PROBLEM DESCRIPTION:
An exact copy of every entry is needed, with no images.

Referring expression data:
--
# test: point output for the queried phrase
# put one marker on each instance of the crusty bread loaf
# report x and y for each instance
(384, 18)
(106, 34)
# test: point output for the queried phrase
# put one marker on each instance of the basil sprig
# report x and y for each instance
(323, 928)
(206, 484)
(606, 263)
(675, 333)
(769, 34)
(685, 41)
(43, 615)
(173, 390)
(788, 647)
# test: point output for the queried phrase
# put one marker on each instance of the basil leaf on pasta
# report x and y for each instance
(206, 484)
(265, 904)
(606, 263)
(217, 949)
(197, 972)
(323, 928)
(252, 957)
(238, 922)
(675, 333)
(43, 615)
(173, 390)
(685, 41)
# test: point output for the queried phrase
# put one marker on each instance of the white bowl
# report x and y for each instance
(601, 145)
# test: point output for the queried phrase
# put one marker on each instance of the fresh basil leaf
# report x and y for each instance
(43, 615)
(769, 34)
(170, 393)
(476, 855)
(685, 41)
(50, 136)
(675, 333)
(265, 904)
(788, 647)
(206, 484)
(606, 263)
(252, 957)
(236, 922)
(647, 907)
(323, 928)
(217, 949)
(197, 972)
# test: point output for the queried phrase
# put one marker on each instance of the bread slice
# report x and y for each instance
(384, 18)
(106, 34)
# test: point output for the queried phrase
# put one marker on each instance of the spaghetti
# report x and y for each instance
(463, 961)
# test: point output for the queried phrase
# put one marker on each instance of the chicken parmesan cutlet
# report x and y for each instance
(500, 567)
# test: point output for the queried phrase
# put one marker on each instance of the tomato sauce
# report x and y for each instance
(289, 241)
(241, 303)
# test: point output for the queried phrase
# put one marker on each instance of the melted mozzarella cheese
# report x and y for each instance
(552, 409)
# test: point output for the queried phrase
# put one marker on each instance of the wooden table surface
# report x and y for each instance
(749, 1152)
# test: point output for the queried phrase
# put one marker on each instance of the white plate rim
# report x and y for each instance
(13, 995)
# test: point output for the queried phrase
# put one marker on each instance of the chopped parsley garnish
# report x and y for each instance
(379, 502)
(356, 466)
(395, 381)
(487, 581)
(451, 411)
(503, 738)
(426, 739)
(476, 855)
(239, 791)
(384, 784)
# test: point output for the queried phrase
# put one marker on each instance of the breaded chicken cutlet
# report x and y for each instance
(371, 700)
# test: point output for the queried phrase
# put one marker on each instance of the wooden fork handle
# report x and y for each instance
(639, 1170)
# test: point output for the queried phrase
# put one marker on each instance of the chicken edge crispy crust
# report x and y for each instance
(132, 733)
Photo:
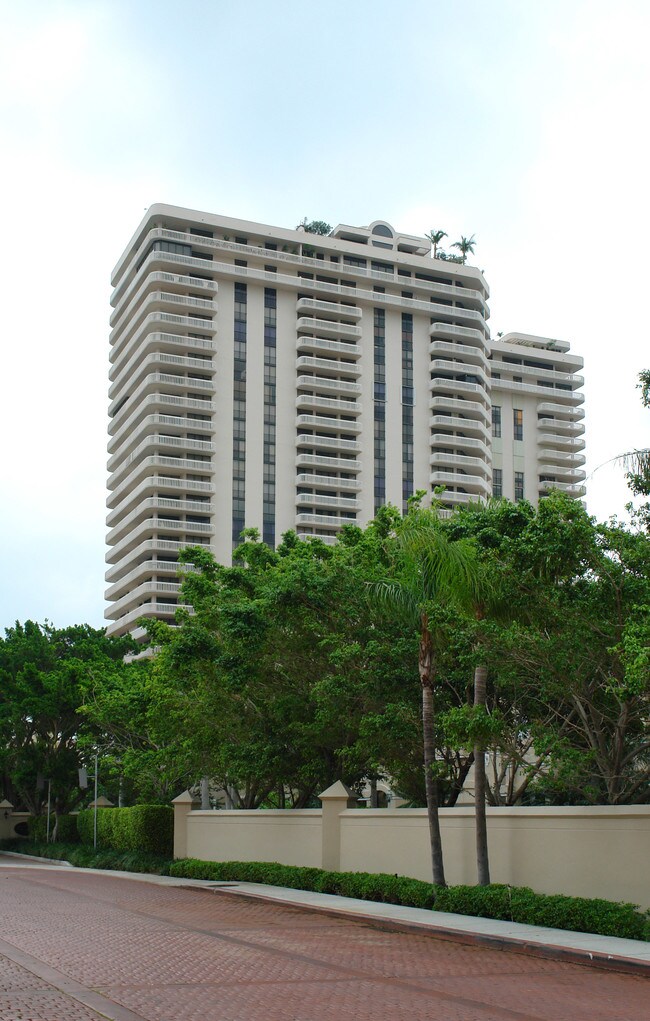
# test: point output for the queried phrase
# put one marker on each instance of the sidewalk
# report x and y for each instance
(605, 952)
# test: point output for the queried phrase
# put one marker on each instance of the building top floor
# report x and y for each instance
(379, 249)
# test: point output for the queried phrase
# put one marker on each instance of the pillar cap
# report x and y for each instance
(338, 791)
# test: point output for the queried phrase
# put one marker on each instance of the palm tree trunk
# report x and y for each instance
(483, 862)
(426, 677)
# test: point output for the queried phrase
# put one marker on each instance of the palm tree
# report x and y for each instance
(465, 247)
(431, 569)
(436, 237)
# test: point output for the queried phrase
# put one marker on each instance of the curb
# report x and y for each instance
(35, 858)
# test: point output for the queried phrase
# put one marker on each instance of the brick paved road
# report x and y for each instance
(78, 946)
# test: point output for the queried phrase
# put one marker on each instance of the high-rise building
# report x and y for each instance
(271, 378)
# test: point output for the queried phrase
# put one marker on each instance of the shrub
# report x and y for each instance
(66, 831)
(146, 828)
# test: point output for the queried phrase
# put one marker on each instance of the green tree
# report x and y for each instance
(465, 246)
(43, 670)
(429, 570)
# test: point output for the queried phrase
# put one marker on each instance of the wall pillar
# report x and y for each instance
(182, 808)
(6, 824)
(334, 800)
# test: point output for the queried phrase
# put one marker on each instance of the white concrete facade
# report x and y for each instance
(269, 378)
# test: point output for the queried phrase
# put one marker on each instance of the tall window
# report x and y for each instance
(518, 486)
(239, 412)
(380, 407)
(407, 408)
(268, 481)
(496, 421)
(517, 424)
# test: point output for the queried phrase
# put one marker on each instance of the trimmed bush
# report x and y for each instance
(519, 904)
(146, 828)
(66, 831)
--
SOLUTION FOR THIS TASK:
# test: point output for the queried phrase
# put one marker on each instance of the crusty bread loaf
# report x and y for each instance
(384, 18)
(106, 34)
# test: point output for the queried phrase
# put one marker on each instance of the basil sprig
# report x and y for each instance
(323, 928)
(206, 484)
(606, 263)
(675, 333)
(769, 34)
(685, 41)
(43, 615)
(173, 390)
(788, 647)
# test: point output for the queried phrase
# put one marker on each instance of the basil leaf on pasta
# report x and y for each instance
(206, 484)
(265, 904)
(606, 263)
(217, 949)
(197, 972)
(323, 928)
(252, 957)
(238, 922)
(675, 333)
(43, 615)
(173, 390)
(685, 41)
# test: point output for the queried phrase
# put one marker on each instance of the white bowl
# report x and y for each instance
(601, 145)
# test: point output for the queried phrase
# put one marker on each instance of the fresh basil leaf
# report x and y for each instance
(43, 615)
(769, 34)
(170, 393)
(476, 855)
(685, 41)
(50, 136)
(675, 333)
(265, 904)
(788, 647)
(206, 484)
(606, 263)
(252, 957)
(236, 922)
(647, 907)
(323, 928)
(217, 949)
(197, 972)
# test: point output for the queried phrase
# put one marker on each instance of the bread slice
# report x and y for each instance
(384, 18)
(106, 34)
# test: point output for the queried phrase
# put one marker on each instance of the spaghetti
# report x and y for each instance
(463, 961)
# test: point output for the queried phrase
# put one marker on each instance of the chicken parmesan cutlet
# report x and y for each instance
(500, 567)
# test: point output for the queried phrase
# put one marker on each instance of the tomato sauce
# report x and y for each instance
(289, 241)
(241, 303)
# test: point output for the queried phrase
# put one marker on each instance of the melted mozzarella cheese
# report x and y for each instance
(552, 409)
# test: point output for the queried phrase
# put one marker on each instance of the wooden table surface
# report x and y for each instance
(749, 1152)
# test: point output for the queried phrase
# put one marker on each instance of the white plate rim
# report x and y for each instance
(13, 995)
# test: point output for the queried phrase
# put one marker on each instance of the chopped parsley garnish
# report x and y for each instance
(379, 502)
(356, 466)
(395, 381)
(487, 581)
(451, 411)
(503, 738)
(426, 739)
(476, 855)
(239, 791)
(384, 784)
# test: point output for the queried phrase
# put one marker on each instance of the breaded chicken cutlet
# report x and y for each instance
(371, 700)
# test: point output for the queried phrase
# put one marker on each instance of the wooden fork handle
# report x and y for each instance
(639, 1170)
# test: point output for the queried phrase
# put one marker on each instance of the chicken edge crispy crust
# report x and y for each instance
(132, 733)
Photo:
# test: point output for the queried phrase
# put one marker on each instance of the sidewalk
# report x and y for each instance
(605, 952)
# test: point output for the queried phrase
# put one marker on each instance of the building top floor
# report x and y for each instance
(379, 249)
# test: point output for the queried phrase
# put one marker on each instance of the pillar cap
# report x and y for each instance
(338, 791)
# test: point output for the queried phrase
# put one marker on each instance of the palm tree trunk
# report x and y for each instance
(483, 862)
(426, 677)
# test: point output for the queried phrase
# put one marker on each instance of the palm tree
# report x and y for each instance
(465, 247)
(431, 569)
(436, 237)
# test: point output for the queried phrase
# put one marker on each instance of the curb
# report x and y for each instance
(35, 858)
# test: point output for the queried phrase
# put one marker on each instance of the brick paved road
# report x and y for each instance
(78, 946)
# test: point output for the queried phrase
# put one marker on each instance of the high-rise building
# report x and y for each instance
(271, 378)
# test: point output for the queried phrase
# put one marker on each instance of the shrub
# report x and y for each instance
(66, 831)
(146, 828)
# test: point output for the queried phrase
# put one marker on each instance of the green tree
# report x and y for each instance
(465, 246)
(43, 670)
(429, 570)
# test: point output for the queried phrase
# put one marker on each instance of the wall pillar
# report x and y for each instance
(182, 808)
(6, 824)
(334, 800)
# test: point output for the queried phrase
# put one marker on each instance of the white concrete facade
# report x and y for each instance
(269, 378)
# test: point output for the queried phrase
# put one marker on each instance of the tall window
# report x and y for each instance
(518, 486)
(239, 412)
(380, 407)
(407, 408)
(268, 481)
(496, 421)
(517, 424)
# test: point output for the queried phrase
# put one marker on each instance of the trimmed bush
# report x and y for each instance
(519, 904)
(146, 828)
(66, 831)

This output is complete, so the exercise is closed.